= QUOTED PASSAGE =

------------------------------------------------------------------------

I'm near Toronto, so I'd be flying down either way (likely from Buffalo), and I'd imagine that Florida would actually be the cheaper flight.

Anyone have any opinions? From what I've read, PCCA sounds like a better deal, but perhaps someone has done the Medisca course and can chime in? Are there other training programs available that I should be aware of?
OP are you Canadian? I'm a Canadian Pharmacy student myself, and I'm wondering if you could use the completion of this course as a professional designation in Canada or are you simply taking it to get the skills on compounding. I ask because I talked to a preceptor of mine about vet compounding, and he seemed to think you need a manufacturing license to do most of it for some reason...though maybe you don't if you do this course
 
Training for compounding? What the ****? Isn't that something you're supposed to learn in school?

Hardly any pharmacy school teaches enough compounding for one to truly be considered a compounding pharmacist. You learn the more specialized stuff at the PCCA training. Not sure about Medisca.
 
Hardly any pharmacy school teaches enough compounding for one to truly be considered a compounding pharmacist. You learn the more specialized stuff at the PCCA training. Not sure about Medisca.

------------------------------------------------------------------------

= PROVIDED MATERIAL =
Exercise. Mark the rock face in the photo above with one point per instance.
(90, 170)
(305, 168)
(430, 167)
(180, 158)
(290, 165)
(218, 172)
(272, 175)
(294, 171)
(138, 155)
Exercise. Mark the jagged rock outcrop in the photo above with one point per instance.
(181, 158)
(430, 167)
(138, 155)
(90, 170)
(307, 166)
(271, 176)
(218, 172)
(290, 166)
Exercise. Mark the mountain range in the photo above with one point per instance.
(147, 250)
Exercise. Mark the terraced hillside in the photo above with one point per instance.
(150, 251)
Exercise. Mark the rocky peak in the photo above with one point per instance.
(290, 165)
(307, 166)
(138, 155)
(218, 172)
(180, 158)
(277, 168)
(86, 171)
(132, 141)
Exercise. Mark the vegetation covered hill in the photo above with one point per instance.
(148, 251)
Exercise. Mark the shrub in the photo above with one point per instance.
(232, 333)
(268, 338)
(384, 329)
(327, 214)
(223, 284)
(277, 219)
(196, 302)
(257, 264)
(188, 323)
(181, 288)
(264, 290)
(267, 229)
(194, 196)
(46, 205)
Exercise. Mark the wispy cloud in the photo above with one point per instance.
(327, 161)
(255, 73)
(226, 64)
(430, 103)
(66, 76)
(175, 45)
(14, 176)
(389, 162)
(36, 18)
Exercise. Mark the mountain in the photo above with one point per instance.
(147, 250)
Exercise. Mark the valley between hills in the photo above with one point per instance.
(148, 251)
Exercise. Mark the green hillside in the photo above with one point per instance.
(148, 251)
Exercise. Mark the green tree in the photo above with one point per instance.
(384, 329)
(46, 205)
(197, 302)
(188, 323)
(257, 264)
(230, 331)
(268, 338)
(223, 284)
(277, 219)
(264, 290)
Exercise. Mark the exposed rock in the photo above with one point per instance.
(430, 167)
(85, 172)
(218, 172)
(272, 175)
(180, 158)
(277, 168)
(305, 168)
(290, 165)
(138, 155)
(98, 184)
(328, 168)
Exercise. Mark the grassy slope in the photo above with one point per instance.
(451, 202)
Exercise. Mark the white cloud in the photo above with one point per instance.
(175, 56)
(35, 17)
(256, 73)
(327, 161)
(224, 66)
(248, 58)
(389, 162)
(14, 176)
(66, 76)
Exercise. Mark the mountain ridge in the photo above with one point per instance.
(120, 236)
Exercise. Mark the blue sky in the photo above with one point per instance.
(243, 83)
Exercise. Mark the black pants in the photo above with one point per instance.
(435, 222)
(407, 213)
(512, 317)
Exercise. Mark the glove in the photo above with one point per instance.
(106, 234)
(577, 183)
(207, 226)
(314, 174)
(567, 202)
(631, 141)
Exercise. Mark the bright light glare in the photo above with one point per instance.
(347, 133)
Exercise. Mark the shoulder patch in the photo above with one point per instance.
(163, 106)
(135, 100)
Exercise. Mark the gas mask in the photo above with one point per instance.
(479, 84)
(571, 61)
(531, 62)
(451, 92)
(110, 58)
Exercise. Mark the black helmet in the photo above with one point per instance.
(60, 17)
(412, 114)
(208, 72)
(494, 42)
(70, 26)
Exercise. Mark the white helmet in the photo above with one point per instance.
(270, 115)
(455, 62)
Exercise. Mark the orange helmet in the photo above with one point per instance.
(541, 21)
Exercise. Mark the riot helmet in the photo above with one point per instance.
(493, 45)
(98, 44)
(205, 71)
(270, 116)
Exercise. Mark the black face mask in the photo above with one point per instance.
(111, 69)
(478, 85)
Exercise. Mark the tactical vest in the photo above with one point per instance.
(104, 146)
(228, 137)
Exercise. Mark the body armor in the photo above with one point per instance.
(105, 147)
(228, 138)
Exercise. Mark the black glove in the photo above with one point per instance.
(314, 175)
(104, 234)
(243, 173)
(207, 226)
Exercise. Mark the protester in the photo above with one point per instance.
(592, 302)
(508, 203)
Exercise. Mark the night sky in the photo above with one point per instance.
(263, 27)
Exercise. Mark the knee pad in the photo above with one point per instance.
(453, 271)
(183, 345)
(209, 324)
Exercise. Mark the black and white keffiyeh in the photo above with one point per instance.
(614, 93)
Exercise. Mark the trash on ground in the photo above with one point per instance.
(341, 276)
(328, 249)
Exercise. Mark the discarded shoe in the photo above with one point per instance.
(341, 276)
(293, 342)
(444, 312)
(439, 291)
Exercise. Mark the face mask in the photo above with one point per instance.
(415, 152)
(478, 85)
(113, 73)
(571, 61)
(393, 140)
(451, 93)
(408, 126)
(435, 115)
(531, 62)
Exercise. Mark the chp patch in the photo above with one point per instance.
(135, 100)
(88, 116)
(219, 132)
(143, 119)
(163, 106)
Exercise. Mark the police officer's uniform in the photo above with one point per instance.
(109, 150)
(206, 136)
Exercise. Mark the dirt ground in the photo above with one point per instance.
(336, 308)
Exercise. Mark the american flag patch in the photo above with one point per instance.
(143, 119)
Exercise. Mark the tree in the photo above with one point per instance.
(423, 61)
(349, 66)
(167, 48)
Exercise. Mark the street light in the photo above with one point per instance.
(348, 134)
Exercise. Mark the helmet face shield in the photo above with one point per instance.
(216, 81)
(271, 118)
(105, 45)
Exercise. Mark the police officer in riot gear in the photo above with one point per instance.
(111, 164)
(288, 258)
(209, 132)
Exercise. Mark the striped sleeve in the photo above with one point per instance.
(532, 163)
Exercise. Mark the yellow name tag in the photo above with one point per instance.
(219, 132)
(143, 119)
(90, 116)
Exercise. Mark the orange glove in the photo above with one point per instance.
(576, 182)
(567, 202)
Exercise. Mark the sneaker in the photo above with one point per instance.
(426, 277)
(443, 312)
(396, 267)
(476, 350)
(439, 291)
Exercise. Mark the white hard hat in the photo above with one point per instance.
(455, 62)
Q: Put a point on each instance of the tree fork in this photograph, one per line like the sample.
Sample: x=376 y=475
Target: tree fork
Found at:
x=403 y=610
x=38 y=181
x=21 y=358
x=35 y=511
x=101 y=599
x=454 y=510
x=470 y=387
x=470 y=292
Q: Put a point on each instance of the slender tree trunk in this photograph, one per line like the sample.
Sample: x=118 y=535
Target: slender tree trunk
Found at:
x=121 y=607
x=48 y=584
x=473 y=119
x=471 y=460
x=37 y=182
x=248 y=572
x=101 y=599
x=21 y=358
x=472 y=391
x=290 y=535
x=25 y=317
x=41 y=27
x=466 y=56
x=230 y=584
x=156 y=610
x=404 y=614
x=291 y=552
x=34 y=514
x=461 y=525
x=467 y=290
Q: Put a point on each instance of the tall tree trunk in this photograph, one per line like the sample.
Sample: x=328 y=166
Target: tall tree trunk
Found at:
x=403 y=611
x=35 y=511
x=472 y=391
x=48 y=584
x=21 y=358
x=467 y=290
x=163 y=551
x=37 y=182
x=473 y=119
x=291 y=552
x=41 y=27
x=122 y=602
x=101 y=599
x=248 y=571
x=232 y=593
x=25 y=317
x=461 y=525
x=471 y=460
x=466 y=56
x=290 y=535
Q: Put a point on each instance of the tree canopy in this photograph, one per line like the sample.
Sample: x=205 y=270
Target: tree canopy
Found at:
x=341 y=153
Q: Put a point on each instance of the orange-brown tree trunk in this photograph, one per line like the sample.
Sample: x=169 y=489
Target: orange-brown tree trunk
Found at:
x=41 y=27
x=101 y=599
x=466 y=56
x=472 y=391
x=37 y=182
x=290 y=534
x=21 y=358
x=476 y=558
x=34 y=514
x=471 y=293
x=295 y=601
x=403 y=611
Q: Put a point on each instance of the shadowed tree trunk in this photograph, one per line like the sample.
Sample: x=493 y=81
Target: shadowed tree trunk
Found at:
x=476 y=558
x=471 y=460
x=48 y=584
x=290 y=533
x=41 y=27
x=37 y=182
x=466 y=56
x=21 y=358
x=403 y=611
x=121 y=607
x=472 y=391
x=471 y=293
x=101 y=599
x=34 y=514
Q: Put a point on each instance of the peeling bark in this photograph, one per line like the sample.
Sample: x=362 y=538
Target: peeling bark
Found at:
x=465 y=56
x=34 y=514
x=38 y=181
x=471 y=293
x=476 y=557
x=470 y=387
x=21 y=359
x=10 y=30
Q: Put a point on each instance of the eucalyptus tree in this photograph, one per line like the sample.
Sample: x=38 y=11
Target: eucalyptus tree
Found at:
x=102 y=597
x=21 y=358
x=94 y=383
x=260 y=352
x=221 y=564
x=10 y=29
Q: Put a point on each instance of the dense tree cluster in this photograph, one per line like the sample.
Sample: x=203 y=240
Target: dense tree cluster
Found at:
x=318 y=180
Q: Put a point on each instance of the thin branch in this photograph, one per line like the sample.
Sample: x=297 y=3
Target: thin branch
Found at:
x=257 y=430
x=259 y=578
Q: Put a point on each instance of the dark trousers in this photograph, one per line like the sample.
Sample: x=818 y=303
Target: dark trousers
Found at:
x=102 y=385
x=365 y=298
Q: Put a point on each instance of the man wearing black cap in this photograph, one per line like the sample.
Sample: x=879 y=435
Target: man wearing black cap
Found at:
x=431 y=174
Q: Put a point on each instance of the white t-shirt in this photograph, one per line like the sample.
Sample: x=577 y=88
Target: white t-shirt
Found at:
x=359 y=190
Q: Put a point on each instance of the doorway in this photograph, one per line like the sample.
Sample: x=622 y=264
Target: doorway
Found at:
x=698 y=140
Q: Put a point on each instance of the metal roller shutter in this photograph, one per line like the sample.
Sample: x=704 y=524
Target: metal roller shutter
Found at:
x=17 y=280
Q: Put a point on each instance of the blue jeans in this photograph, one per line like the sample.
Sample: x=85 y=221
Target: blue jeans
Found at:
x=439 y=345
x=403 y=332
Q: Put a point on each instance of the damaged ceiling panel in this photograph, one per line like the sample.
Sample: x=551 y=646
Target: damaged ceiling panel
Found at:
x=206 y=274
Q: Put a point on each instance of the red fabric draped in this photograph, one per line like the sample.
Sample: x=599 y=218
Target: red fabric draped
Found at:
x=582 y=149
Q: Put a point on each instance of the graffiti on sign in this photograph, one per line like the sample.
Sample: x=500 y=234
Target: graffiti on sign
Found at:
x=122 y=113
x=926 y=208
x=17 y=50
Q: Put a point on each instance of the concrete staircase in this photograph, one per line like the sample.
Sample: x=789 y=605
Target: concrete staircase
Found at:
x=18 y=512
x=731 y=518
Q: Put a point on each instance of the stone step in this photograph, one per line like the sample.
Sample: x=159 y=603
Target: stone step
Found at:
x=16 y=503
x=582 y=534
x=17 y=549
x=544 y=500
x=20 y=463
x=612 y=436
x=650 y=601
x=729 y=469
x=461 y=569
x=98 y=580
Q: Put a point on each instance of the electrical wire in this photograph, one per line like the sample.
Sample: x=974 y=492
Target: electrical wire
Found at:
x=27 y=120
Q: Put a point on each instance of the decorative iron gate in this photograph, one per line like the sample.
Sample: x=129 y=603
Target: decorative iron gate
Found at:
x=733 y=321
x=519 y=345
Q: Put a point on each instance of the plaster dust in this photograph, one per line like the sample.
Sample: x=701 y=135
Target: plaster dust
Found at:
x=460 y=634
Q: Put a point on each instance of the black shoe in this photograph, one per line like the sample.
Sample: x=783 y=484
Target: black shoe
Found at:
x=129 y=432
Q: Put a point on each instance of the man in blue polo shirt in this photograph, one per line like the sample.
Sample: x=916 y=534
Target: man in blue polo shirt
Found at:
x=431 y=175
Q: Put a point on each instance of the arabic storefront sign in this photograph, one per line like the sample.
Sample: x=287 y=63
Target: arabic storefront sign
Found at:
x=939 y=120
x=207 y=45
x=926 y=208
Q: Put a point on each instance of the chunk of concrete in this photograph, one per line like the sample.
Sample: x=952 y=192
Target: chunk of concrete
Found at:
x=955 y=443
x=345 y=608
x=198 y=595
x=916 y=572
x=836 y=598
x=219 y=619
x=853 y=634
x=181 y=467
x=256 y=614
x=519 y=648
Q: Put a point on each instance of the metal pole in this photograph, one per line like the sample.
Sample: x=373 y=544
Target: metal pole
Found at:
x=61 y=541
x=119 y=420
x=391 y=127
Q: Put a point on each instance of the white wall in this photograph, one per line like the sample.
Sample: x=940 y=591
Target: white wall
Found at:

------------------------------------------------------------------------

= WORK REQUEST 1 =
In the forum thread about compounding training, which city does the original poster say they would likely fly from?
= WORK REQUEST 2 =
Return the stretch of the forum thread about compounding training from "I'm near Toronto, so" through "learn in school?".

= REPLY 1 =
Buffalo

= REPLY 2 =
I'm near Toronto, so I'd be flying down either way (likely from Buffalo), and I'd imagine that Florida would actually be the cheaper flight.

Anyone have any opinions? From what I've read, PCCA sounds like a better deal, but perhaps someone has done the Medisca course and can chime in? Are there other training programs available that I should be aware of?
OP are you Canadian? I'm a Canadian Pharmacy student myself, and I'm wondering if you could use the completion of this course as a professional designation in Canada or are you simply taking it to get the skills on compounding. I ask because I talked to a preceptor of mine about vet compounding, and he seemed to think you need a manufacturing license to do most of it for some reason...though maybe you don't if you do this course
 
Training for compounding? What the ****? Isn't that something you're supposed to learn in school?